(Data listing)
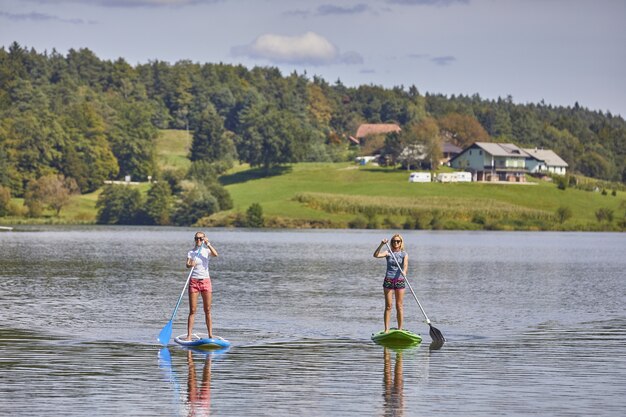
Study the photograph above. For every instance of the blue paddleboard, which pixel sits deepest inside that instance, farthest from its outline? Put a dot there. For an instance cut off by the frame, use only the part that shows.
(200, 341)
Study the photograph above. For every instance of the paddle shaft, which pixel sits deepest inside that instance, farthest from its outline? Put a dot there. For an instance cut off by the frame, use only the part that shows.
(408, 283)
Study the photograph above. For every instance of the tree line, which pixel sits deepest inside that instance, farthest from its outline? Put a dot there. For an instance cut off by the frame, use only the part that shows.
(87, 120)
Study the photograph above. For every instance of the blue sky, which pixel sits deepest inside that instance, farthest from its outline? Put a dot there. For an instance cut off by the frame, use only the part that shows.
(558, 51)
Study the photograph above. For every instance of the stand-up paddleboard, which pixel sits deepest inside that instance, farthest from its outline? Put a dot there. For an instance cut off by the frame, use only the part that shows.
(396, 337)
(201, 341)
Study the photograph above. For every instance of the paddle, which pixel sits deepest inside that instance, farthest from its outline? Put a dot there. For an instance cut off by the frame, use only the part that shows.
(166, 332)
(435, 334)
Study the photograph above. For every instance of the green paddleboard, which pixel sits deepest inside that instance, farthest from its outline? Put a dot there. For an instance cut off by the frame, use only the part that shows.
(396, 337)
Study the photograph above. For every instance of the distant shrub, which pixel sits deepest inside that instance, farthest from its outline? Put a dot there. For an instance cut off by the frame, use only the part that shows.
(563, 214)
(357, 223)
(604, 215)
(5, 200)
(254, 216)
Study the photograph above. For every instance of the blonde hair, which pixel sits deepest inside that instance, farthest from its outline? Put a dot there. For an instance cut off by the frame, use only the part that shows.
(397, 235)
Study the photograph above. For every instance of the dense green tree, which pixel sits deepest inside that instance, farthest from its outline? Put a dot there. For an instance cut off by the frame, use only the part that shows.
(133, 139)
(462, 130)
(5, 200)
(266, 138)
(196, 202)
(254, 216)
(52, 191)
(159, 204)
(119, 204)
(211, 142)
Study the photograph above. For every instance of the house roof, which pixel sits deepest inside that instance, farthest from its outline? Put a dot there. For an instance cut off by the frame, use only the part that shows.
(501, 149)
(548, 156)
(376, 129)
(450, 148)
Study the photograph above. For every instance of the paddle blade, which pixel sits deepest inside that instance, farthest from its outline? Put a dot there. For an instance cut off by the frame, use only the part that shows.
(166, 334)
(436, 335)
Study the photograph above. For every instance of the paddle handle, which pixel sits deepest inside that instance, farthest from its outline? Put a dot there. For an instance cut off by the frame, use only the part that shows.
(408, 283)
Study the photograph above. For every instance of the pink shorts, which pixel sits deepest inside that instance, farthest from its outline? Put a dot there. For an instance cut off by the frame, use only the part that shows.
(200, 285)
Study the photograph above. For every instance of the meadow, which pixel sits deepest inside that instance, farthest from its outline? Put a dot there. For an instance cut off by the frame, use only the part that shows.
(347, 195)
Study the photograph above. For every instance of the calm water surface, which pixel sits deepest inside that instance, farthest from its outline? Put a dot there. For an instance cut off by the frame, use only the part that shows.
(535, 324)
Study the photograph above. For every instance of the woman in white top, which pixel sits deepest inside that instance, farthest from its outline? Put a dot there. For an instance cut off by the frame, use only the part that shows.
(198, 259)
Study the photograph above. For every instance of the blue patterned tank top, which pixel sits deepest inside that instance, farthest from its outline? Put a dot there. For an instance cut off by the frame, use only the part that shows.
(393, 271)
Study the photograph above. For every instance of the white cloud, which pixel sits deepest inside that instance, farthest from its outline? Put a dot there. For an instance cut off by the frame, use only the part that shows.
(310, 48)
(129, 3)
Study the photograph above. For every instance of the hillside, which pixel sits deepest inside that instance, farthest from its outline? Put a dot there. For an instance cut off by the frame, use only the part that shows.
(345, 195)
(342, 195)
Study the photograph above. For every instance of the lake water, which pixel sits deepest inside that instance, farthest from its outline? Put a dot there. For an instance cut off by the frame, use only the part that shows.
(535, 324)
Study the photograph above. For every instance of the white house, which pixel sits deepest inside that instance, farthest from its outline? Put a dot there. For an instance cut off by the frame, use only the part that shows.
(545, 161)
(420, 177)
(493, 161)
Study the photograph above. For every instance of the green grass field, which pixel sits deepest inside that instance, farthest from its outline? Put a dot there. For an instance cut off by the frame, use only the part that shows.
(339, 193)
(343, 195)
(173, 149)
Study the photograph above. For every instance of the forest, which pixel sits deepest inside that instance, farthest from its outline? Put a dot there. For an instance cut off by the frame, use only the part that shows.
(70, 122)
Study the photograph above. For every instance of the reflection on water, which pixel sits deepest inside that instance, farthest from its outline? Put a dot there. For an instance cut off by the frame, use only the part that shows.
(199, 392)
(534, 322)
(393, 384)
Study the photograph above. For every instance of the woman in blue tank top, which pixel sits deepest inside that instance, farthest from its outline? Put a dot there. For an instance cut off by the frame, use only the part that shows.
(394, 282)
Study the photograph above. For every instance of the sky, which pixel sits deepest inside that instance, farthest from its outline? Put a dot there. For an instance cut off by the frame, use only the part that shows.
(556, 51)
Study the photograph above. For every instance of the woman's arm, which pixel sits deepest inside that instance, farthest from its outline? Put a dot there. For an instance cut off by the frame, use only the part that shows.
(210, 247)
(378, 253)
(406, 265)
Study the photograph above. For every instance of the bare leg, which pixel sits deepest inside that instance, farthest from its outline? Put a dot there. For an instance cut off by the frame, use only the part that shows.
(399, 307)
(387, 315)
(193, 306)
(206, 303)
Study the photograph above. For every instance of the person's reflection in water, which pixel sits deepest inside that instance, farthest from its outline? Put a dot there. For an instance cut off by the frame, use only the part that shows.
(394, 384)
(199, 397)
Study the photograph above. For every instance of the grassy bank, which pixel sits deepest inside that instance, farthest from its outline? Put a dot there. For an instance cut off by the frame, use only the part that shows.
(342, 195)
(345, 195)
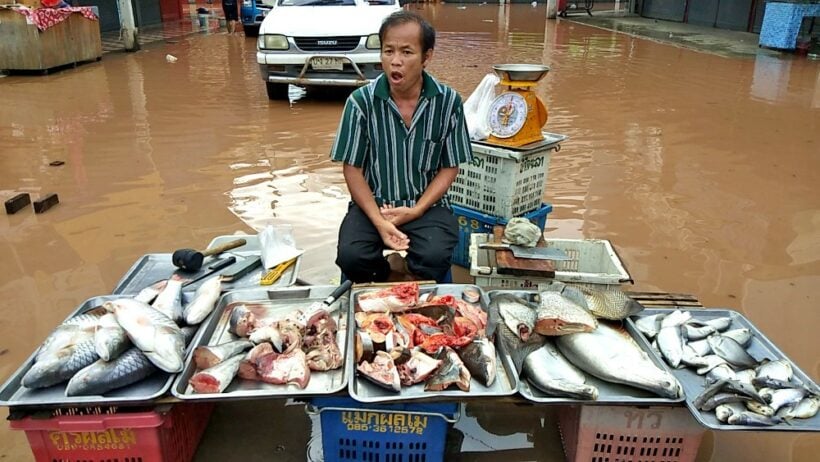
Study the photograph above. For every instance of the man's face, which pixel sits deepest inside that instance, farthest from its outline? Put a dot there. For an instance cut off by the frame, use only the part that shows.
(401, 56)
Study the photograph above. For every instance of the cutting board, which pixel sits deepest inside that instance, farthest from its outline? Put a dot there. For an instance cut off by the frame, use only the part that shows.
(508, 264)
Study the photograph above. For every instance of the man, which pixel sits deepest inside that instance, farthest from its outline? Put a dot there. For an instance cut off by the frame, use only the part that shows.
(401, 139)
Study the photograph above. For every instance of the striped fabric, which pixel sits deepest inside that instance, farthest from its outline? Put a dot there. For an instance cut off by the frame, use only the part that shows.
(399, 162)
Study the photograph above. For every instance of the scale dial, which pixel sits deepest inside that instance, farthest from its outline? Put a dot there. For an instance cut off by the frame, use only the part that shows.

- **Set task**:
Arrange every line of the entries above as a numbered list, skipping any blank lines and leaving out the pictures.

- **Response**:
1. Study the photograph above. For every instance of the blue paddleboard, which pixel sits deepest inside that instance, farthest from its outline? Put a dot there. For an instance cut off by the frame, use only the part that shows.
2. (200, 341)
3. Study the photograph above. For every instance of the paddle shaft, which pixel sits deepest inside that instance, farthest from its outline? Put a dot there. For an instance cut off by the frame, use only the part that shows.
4. (408, 283)
5. Study the photograph above. For every instance of the tree line, which pixel sits deepest inside that instance, farthest from its outline? Put a dot there. For an instance cut off by the frame, use only the part that shows.
6. (87, 120)
7. Study the photograph above. For every instance of the blue sky, which pixel sits deepest inside that instance, farthest from its outline? Put a dot there. For an instance cut off by the frame, use only the part that shows.
8. (558, 51)
9. Study the photograph above. For every instance of the stand-up paddleboard, which pixel sits deepest inside that instance, farthest from its outline? Put a dot there. For an instance cut off by the frame, use only the part that shows.
10. (396, 337)
11. (201, 341)
12. Study the photograph above. For every instance of the paddle, which pixel sits deepest inside that instance, farthest from its outline? Put a dot there. For an instance cut off by the frame, use only the part that shows.
13. (166, 332)
14. (435, 334)
15. Study the photograph above. For every instance of the green paddleboard, which pixel sits deepest inside that instance, farthest from its outline? Put a dot there. For an instance cut off by the frame, use only the part that shows.
16. (396, 337)
17. Study the photograph above. For every instance of the distant shrub, which pixel sits deepest inside that instance, farthest from its outline? Put a dot there. For an instance cut off by the frame, use only the part that shows.
18. (563, 214)
19. (357, 223)
20. (604, 215)
21. (5, 200)
22. (254, 216)
23. Study the photograph above. For every instance of the blonde hair, which pixel sits deepest inside that instance, farthest from its outline? Put a dot there. For an instance cut off by the frame, use only the part that shows.
24. (397, 235)
25. Study the photograph above. For every instance of the dense green tree, which pixel sits deepest inside that instance, farthest from its outline? Put a dot there. For an instance cut off by the frame, use only the part that shows.
26. (133, 139)
27. (462, 130)
28. (5, 200)
29. (266, 138)
30. (196, 202)
31. (254, 216)
32. (52, 191)
33. (159, 204)
34. (119, 204)
35. (211, 142)
36. Study the photograph above. For every instance of the house roof, which pixel sits deepest inside that instance, farthest from its outline? Put a dot there. For an instance cut off by the frame, use only the part that shows.
37. (501, 149)
38. (548, 156)
39. (376, 129)
40. (450, 148)
41. Study the photograph above. For every instance of the paddle blade, which pixel sits deepest inside that instance, farthest from its outline? Put a dot there. For an instance cut off by the frame, use only the part that shows.
42. (166, 334)
43. (436, 335)
44. Study the photograph above. For every instance of the paddle handle, which pixel sits deepest inside that instance, farthest from its outline? Put a dot there. For an instance cut off by the frame, use only the part that shows.
45. (408, 283)
46. Study the photograph above. For every instance of the pink shorts, which pixel sits deepest inside that instance, farthest from its outline? Put a dot there. For an instance cut off by the frame, use only the part that shows.
47. (200, 285)
48. Study the photograph above. For every instance of the meadow, which pixel sits deepest inside that instance, farthest from its outline? Put a dot there. For an instance cut off by the frame, use only the part that shows.
49. (347, 195)
50. Study the photograph above. For every instance of the calm water surface, which pixel sits deepest inside that instance, farthest from its outline? Put a dot there. For an instance cut off by the frame, use only the part that shows.
51. (535, 324)
52. Study the photograph above. For every instance of the woman in white top, which pixel sits deepest inside that instance, farthest from its outline? Put a dot there. For an instance cut off by the frame, use only the part that shows.
53. (198, 259)
54. Study the photograph above. For every instance of the blue patterned tank top, which pixel sits deepest inside that instance, farthest from its outline? Put a dot there. For an instance cut off by the frame, use only the part that shows.
55. (393, 271)
56. Study the photograph above. For every instance of the white cloud, which pixel sits deepest inside that instance, farthest from its outline? Put a dot there. For an instance cut off by the frame, use only the part that shows.
57. (310, 48)
58. (129, 3)
59. Study the photograph above. For every instance of the hillside, which pixel sits deepest inside that instance, farthest from its outline? Put a dot there. For an instance cut off by the frame, use only the part that shows.
60. (345, 195)
61. (342, 195)
62. Study the photograph above. For every instance of the lake water, which pixel sits deepest inside that instance, farthest from its outline? Put a dot there. For an instance cut off by the frame, use only the part that shows.
63. (535, 324)
64. Study the photograph above. For every instance of the white house, which pixel sits deepest inside that instance, farthest from its outline? Put a dot there. For an instance cut off by the frame, use only the part that shows.
65. (545, 161)
66. (420, 177)
67. (493, 161)
68. Study the photograph above. For every instance of the green grass field, which pixel sits deepest inside that instance, farthest from its outline? Put a dot there. For an instance cut off by the frame, use only the part that shows.
69. (339, 193)
70. (343, 195)
71. (173, 149)
72. Study the photograph above. For every instance of the forest, which pixel sits deepest inside that instance, farthest from its outline? Put a dot there. For an instance cut off by the frame, use only the part that shows.
73. (70, 122)
74. Study the photograph above. For every instance of the reflection on water, which pixel sits deepest inside that instance, farthest from its outline? Put a dot there. For an instance cut off by the frame, use only the part that shows.
75. (199, 392)
76. (534, 322)
77. (393, 384)
78. Study the photograph above. For every instance of the woman in blue tank top, which pixel sits deepest inside that instance, farthest from its outline? Put a dot there. For an instance cut off by the frame, use only the part that shows.
79. (394, 282)
80. Study the photograph above. For every instance of the sky, which pixel sits deepest inside that instance, farthest from its outline? Put a dot there. For an instance cut off by the frame, use only the part that shows.
81. (556, 51)
82. Study the photograph above. For every instance of the woman's arm, which pixel sits deepest inside that instance, farthest from its outline? Put a dot there. For an instance cut off by the frame, use only the part that shows.
83. (210, 247)
84. (378, 253)
85. (406, 265)
86. Study the photograph above. For every instance of the bare leg, which pixel sits deepest inside that instance, farthest from its outline? Put a dot there. For an instance cut off by the frame, use only the part that shows.
87. (399, 307)
88. (387, 315)
89. (193, 306)
90. (206, 303)
91. Study the photograph above. For every instance of the person's reflection in water, which pixel sits deepest inside that instance, farthest from its outline? Put a dot there. For an instance cut off by the frame, use only the part that shows.
92. (394, 384)
93. (199, 397)
94. Study the photograph above. For every instance of the grassy bank, which pixel sits deepest inside that instance, farthest from its outline? Put a dot there. For an instance cut off by the frame, use only the part that shows.
95. (342, 195)
96. (345, 195)
97. Study the photograph above. For every instance of the man's face, which pixel sits deepest inside that instance, farthest from its outline? Put a dot there. For an instance cut off by the frame, use only the part that shows.
98. (401, 56)
99. Study the photograph above. For every instance of the cutting board, which pixel sits deepest inside that instance, farthest from its outline? Put a dot there. For an instance cut off by the frame, use only the part that shows.
100. (508, 264)
101. Study the photograph above. For every instance of the man, which pixel sits deepest inside that instance, farthest from its outline? Put a dot there. For an instance cut off by the frame, use only the part that shows.
102. (401, 139)
103. Study the photograph above. For every instance of the striped fabric, which pixel sits deepest inside that instance, farthest from its outline? Put a dot there. For an instance cut off by the frame, use only the part that shows.
104. (399, 162)
105. Study the photograph above. For every instance of the scale dial, which pixel sits deepest inside that instance, farthest from its outline? Put a dot there. For an instance cut off by the frame, use only the part that shows.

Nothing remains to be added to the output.